As palavras de Péricles, intermediadas por Tucídides, foram proferidas ao final do primeiro ano da Guerra do Peloponeso. Nelas, não há uma definição direta para a democracia, todavia, pelos valores aos quais ele faz referência, é lícito inferir que a entendia como o governo da liberdade, em ambiente de igualdade, para fins comuns. Belíssimo, não fosse o fato de que, mesmo na faixa etária dos adultos, mulheres, comerciantes, estrangeiros e escravizados não eram integrados à democracia ateniense.
Mais de dois milênios depois, também lamentando mortos de um conflito fratricida, a Guerra de Secessão, Abrahão Lincoln, em campo santo situado em Gettysburg (Pensilvânia), concluiu sua oração definindo a democracia como o governo do povo, pelo povo, para o povo, esperançoso de que tal fórmula jamais não desaparecerá da face da Terra. Malgrado, o entendimento de povo persistia com quase o mesmo conjunto de exclusões do Século de Péricles.
Apesar das observações, não há erros nas definições de Péricles e Lincoln, sendo o principal problema por elas enfrentado a compreensão muito restrita do reconhecimento de quem pode ter cidadania plena, apto a ser tratado com igualdade, bem como de usufruir de liberdade, além do que, os atos decisórios devem emanar, ser conduzidos e beneficiar quem integra o conjunto da população designado como povo.
Estas evocações aos percursos da democracia são transversais a todos os segmentos das relações coletivas, tendo chegado, agora, ao âmbito do reconhecimento do patrimônio cultural imaterial, o que levanta muitos questionamentos tanto sobre os elementos que o integram, quanto sobre a atuação dos Estados nos processos de reconhecimento.
A preocupação compartilhada remete a uma análise crítica das legislações e das práticas administrativas, tanto em nível internacional quanto nos âmbitos nacional e subnacional, o que, no caso do Brasil, significa refletir sobre as normas da União, dos Estados e Municípios.
Sabendo que relativamente ao patrimônio cultural vige, na federação brasileira, a competência concorrente, cabendo à União editar as normas gerais, é imperioso refletir sobre o Decreto nº 3.551/2000, o que “Institui o Registro de Bens Culturais de Natureza Imaterial que constituem patrimônio cultural brasileiro, cria o Programa Nacional do Patrimônio Imaterial e dá outras providências”.
No referido Decreto, as palavras democracia, liberdade, igualdade e povo não aparecem, restando saber se o reconhecimento dos elementos culturais vem de proposta popular, é feito neste nível e se destina à cidadania.

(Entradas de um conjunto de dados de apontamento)
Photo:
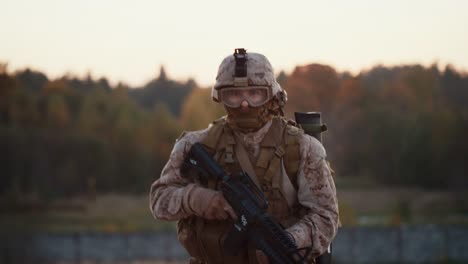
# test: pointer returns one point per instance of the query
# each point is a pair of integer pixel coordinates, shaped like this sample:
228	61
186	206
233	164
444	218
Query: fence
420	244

* * *

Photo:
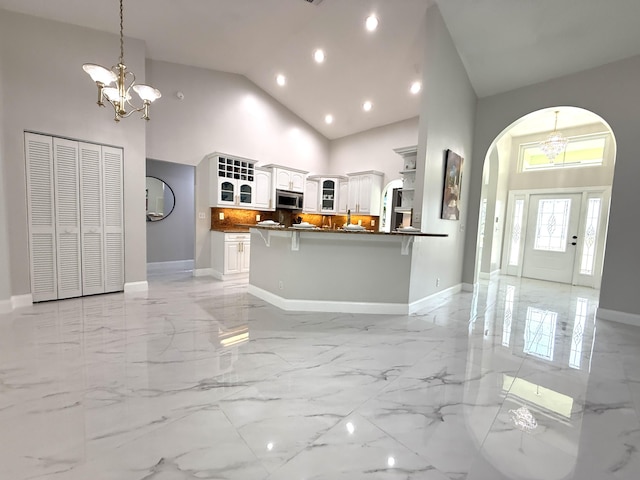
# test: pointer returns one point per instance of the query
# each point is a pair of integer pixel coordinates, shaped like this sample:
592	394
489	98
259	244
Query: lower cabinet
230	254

• Tarefa: Reproduza fielmente, do trecho sobre democracia e patrimônio imaterial, a passagem que vai de "Apesar das observações, não" até "processos de reconhecimento.". As linhas não têm relação com o trecho sobre democracia e patrimônio imaterial.

• Resultado do exercício:
Apesar das observações, não há erros nas definições de Péricles e Lincoln, sendo o principal problema por elas enfrentado a compreensão muito restrita do reconhecimento de quem pode ter cidadania plena, apto a ser tratado com igualdade, bem como de usufruir de liberdade, além do que, os atos decisórios devem emanar, ser conduzidos e beneficiar quem integra o conjunto da população designado como povo.
Estas evocações aos percursos da democracia são transversais a todos os segmentos das relações coletivas, tendo chegado, agora, ao âmbito do reconhecimento do patrimônio cultural imaterial, o que levanta muitos questionamentos tanto sobre os elementos que o integram, quanto sobre a atuação dos Estados nos processos de reconhecimento.